Pick up the article on Lebanese emigration after its last sentence and write the next few paragraphs.

PROVIDED PASSAGE:
BEGIN

Economic meltdown forced 230,000 Lebanese to flee from January to April: NGO head
The country of 6.8 million people has faced an economic meltdown, political chaos, a lack of fuel and, most recently, shootings at a protest against Tarek Bitar, a judge investigating 2020's fatal Beirut port explosion.
Christian employment group Labora head Tony Khadra told Voice of Lebanon radio confessional issues were a key cause, according to Anadolu Agency.
He further explained: "Around 90 percent of Lebanese with foreign passports have left since September".
MENA geopolitical analyst and Lebanese activist Bachar El Halabi expressed his concern.
"Of course the numbers are really staggering, they're really high, and they're really worrying," he told The New Arab.
"To put it mildly to you, I don't think people are just emigrating, this is like a forced migration," he added.
"We know that the keys to the solution for the economic, political, fiscal – everything, social meltdown that the country is experiencing [are] in the hands of the same people that aggravated the situation and that led Lebanon to its demise."

END

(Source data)
BEGIN

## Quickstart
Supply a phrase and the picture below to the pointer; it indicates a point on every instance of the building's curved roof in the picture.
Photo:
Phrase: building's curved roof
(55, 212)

END
BEGIN

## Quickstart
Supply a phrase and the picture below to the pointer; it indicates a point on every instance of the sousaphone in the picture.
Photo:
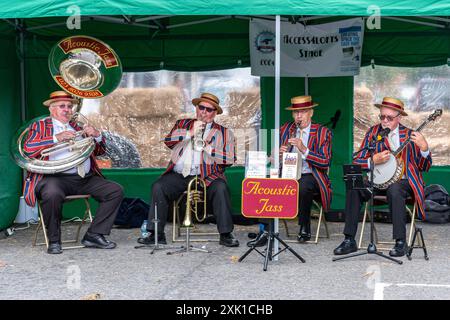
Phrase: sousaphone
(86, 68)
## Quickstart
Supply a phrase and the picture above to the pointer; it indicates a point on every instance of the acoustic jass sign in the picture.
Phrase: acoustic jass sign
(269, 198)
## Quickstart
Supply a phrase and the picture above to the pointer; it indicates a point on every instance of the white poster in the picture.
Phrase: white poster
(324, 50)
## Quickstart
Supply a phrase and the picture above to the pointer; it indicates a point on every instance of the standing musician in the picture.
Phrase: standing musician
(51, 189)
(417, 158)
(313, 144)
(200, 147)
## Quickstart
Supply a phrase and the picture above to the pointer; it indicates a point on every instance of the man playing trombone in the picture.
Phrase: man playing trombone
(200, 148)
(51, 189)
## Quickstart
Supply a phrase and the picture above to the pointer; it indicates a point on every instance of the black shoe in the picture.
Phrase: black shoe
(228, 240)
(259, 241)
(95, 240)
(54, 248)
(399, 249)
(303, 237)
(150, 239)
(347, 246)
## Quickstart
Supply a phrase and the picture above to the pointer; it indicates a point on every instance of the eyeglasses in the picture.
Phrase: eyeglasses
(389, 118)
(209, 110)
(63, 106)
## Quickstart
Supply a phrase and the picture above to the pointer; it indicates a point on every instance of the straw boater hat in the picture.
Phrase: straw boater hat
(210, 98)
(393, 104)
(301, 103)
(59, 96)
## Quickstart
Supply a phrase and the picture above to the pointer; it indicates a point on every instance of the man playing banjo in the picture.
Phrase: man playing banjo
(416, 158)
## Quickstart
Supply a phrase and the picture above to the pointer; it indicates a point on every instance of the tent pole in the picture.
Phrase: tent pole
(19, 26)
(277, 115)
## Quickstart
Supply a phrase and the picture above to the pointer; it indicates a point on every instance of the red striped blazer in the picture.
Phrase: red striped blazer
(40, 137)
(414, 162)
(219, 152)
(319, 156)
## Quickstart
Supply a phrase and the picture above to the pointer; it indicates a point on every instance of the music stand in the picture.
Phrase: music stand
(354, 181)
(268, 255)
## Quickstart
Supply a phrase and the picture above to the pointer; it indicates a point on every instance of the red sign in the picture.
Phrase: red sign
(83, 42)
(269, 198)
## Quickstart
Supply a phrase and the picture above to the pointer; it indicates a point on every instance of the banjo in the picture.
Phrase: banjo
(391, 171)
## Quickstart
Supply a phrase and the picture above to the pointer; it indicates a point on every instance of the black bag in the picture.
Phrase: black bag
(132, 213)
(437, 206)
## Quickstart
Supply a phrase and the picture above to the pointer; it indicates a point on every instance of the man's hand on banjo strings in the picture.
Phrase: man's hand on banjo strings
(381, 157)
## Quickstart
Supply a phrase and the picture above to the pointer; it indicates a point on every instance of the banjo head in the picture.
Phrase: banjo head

END

OUTPUT FOR THIS TASK:
El Halabi said "it's impossible" for those who wrecked the country's "system" to mend the situation, as they obstructed progress "to maintain their own interests in the system".
Worryingly, El Halabi believes that many of those leaving may not return.
"Today, the problem is that the people that are leaving, especially the ones that carry dual nationalities, they're leaving without the idea of coming back again.
"Unlike… during the civil war [1975–1990], when people knew that at some point the war is gonna end and then we're gonna buy into rebuilding our country, this time we know it might be a protracted paralysis… that's gonna take 10, 15 years and no one's willing to wait that long."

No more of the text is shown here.